▸ Text to read

>> BEGIN

If the PLA reveals sufficient training, you could skip part or all of POET.  The only way to know for sure is to have the PLA done.  Certification from OACETT as a C.Tech would almost certainly guarantee skilled entrant status (and potentially a recruitment allowance of $10K/$20K, if the trade you apply for is eligible at the time) - that's why I mentioned it.  Search this site for "recruitment allowance" for more info on it, but check with the recruiting centre for the most up-to-date list of eligible trades.  Don't take anyone's word here about eligible trades, unless they're a recruiter giving you current info.



> Right now I'm just taking a few weeks to brush up on my Math before taking my CFAT.
> 
> Living in Windsor, also makes having my trade training in Kingston a bit better for the family.
> 
> I would only consider NE Tech if I did it through SEP. I am assuming they pay more for NE Techs (through SEP)because they have a harder time keeping recruits in that trade??? This would be an incentive I assume...



I'm still not convinced that there is a difference in the rate of pay between a NE Tech student or a LCIS/ATIS Tech student in the NCM-SEP program.  I can't guarantee that the RCC webpage is out to lunch, but I'm pretty sure it is.  For example, Conestoga College has a webpage for NCM-SEP, and they don't make a distinction between the trades, salary-wise.  I'm pretty sure the intent of NCM-SEP was, and has always been, to produce Cpl/LS technicians at the end of two years of college.  The rate of pay should be the same, regardless of trade.

Check with a recruiter to be sure.

Something else you may want to ask a recruiter is whether skilled entrants are subject to the same "closed" status as regular applicants.  A lot of times recruiting stops in a trade because the training system can only handle so many people.  If training isn't necessary, you may not be subject to the wait.  I'm just tossing that out there as something you would want to check on, considering you do have skills and many trades are frozen until April.


----------



## Eye In The Sky (5 Feb 2010)

I'll add my 2 beans for the ATIS side (as a former 226r).

>> END

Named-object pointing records
>> BEGIN

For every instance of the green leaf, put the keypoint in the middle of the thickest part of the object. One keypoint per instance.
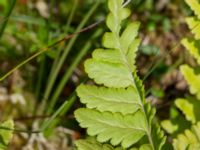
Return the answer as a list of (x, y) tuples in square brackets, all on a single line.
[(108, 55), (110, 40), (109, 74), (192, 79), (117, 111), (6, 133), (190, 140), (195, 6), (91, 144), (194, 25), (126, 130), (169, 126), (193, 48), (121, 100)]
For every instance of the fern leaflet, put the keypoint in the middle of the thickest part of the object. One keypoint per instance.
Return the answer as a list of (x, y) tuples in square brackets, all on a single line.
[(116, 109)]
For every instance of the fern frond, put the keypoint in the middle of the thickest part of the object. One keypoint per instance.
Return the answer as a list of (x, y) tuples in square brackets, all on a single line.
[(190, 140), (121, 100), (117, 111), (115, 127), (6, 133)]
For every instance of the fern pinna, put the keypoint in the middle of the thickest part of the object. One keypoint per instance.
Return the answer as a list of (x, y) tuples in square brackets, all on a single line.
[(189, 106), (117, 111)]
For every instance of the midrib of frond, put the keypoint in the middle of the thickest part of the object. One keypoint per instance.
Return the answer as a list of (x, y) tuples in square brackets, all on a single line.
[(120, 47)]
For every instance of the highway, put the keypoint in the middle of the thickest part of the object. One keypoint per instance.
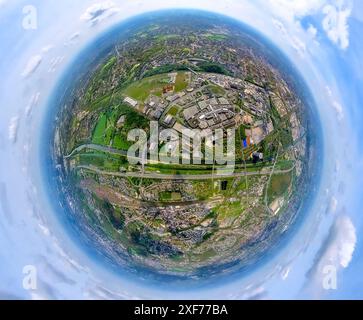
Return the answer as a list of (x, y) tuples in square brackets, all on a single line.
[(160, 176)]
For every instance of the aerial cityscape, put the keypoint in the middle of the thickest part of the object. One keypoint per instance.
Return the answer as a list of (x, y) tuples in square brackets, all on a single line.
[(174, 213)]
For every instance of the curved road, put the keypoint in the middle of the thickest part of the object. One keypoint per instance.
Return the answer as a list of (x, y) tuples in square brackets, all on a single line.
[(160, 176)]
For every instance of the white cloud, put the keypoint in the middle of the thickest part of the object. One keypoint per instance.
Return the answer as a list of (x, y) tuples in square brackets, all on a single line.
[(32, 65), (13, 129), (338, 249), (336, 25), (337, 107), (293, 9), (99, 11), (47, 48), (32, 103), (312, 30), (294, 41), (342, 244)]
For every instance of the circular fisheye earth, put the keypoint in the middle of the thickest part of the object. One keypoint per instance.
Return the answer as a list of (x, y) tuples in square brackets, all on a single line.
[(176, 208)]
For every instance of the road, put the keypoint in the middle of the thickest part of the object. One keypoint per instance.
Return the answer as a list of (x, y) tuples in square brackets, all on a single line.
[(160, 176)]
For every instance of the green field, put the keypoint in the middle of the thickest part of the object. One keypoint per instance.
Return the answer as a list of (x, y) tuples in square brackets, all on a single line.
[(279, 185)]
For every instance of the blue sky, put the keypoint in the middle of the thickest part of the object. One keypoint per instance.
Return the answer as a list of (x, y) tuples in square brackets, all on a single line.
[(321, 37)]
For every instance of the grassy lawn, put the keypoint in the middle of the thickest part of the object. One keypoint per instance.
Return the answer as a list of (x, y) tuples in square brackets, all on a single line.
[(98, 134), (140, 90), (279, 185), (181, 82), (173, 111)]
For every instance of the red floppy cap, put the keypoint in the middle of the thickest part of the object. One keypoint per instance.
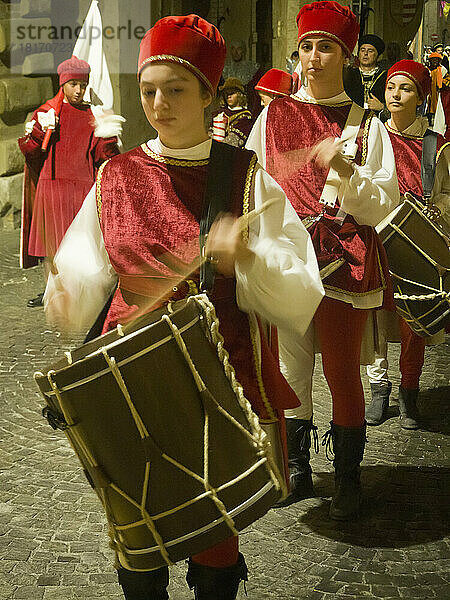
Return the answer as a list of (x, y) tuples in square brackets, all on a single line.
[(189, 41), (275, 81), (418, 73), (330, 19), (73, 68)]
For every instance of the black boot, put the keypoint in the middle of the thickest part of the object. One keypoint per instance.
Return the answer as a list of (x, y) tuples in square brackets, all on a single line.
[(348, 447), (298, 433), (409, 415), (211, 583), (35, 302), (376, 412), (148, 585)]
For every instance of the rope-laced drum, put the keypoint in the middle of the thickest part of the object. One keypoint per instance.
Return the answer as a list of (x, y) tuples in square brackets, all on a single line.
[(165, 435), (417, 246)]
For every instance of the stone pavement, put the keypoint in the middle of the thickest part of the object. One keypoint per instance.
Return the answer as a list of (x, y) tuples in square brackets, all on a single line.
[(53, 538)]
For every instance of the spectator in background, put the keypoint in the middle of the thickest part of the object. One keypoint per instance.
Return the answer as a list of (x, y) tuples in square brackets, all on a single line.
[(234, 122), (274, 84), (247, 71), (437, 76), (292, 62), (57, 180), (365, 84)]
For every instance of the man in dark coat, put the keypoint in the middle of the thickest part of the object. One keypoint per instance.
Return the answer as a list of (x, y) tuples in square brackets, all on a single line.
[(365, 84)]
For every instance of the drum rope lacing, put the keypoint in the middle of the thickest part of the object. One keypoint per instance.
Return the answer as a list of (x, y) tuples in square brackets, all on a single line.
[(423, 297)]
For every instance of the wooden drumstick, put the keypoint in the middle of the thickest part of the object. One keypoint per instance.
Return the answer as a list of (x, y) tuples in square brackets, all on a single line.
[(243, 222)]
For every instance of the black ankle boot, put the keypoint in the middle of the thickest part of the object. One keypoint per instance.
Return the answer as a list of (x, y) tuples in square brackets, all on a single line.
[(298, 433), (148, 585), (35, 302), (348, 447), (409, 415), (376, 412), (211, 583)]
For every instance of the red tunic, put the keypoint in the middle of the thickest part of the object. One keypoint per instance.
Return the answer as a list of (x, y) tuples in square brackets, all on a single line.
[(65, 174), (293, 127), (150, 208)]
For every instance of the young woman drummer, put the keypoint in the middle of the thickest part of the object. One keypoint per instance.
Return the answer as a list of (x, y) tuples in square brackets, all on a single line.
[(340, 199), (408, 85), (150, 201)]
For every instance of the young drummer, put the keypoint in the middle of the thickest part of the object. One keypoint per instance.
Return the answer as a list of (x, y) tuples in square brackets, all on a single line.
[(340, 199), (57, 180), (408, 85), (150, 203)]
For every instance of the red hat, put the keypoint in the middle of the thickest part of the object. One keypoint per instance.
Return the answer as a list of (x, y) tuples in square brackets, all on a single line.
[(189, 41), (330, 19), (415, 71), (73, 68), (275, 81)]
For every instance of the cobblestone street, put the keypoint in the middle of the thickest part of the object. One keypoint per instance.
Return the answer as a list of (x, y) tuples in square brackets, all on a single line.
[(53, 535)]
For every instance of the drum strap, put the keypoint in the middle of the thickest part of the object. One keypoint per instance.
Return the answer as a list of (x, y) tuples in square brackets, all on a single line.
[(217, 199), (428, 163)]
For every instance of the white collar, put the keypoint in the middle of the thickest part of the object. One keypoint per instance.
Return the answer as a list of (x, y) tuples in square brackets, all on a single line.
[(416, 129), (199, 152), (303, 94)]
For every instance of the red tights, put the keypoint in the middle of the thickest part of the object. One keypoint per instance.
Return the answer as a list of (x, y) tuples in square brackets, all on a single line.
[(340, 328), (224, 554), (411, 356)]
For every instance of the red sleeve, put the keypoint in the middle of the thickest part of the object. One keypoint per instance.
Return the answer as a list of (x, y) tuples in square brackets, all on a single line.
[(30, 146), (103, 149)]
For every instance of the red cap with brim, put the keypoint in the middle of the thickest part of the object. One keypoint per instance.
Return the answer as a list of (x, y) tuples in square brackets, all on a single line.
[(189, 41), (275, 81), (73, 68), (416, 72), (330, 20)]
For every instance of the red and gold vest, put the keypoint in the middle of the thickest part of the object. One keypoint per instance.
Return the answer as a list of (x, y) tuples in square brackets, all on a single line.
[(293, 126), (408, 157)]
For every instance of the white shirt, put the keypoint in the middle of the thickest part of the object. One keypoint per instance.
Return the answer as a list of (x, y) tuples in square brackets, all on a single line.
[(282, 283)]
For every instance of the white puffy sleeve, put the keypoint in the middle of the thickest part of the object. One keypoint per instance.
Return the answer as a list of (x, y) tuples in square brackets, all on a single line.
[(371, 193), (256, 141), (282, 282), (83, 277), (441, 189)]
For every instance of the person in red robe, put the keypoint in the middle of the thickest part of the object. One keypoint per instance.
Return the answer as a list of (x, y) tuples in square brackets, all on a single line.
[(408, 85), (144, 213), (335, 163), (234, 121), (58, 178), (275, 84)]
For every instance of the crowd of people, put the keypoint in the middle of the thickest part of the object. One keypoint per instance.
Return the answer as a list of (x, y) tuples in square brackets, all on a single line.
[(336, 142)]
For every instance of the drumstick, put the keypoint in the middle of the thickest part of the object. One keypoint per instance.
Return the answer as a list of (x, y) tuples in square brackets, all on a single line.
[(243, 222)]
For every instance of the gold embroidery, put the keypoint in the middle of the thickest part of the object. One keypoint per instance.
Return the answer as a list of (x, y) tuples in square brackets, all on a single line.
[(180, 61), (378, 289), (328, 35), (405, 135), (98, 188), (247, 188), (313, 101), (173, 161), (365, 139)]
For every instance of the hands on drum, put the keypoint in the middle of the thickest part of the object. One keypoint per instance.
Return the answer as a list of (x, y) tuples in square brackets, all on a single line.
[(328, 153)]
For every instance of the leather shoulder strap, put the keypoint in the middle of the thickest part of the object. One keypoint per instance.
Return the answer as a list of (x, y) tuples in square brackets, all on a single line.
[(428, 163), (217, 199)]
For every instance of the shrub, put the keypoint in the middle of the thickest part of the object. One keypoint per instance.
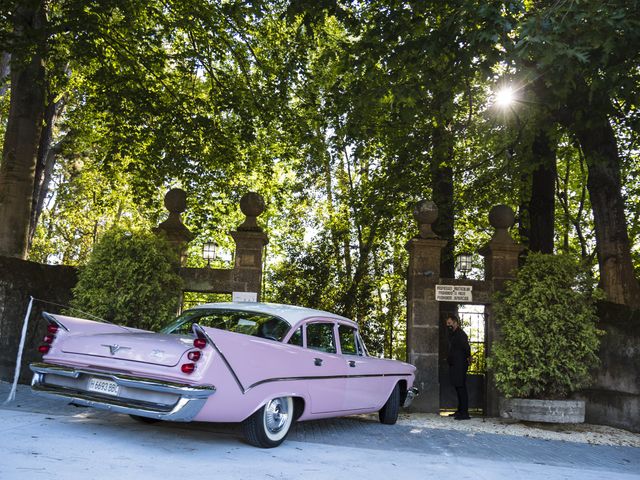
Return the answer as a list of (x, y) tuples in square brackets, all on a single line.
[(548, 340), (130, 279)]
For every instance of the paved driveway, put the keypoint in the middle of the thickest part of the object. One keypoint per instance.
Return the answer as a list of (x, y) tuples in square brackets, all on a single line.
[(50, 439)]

>> END

▸ To do
(a) In the forum thread, which college's webpage for NCM-SEP makes no salary distinction between the trades?
(b) Reproduce the passage of the forum thread between "Check with a" and "frozen until April.", inclusive.

▸ Expected responses
(a) Conestoga College

(b)
Check with a recruiter to be sure.

Something else you may want to ask a recruiter is whether skilled entrants are subject to the same "closed" status as regular applicants.  A lot of times recruiting stops in a trade because the training system can only handle so many people.  If training isn't necessary, you may not be subject to the wait.  I'm just tossing that out there as something you would want to check on, considering you do have skills and many trades are frozen until April.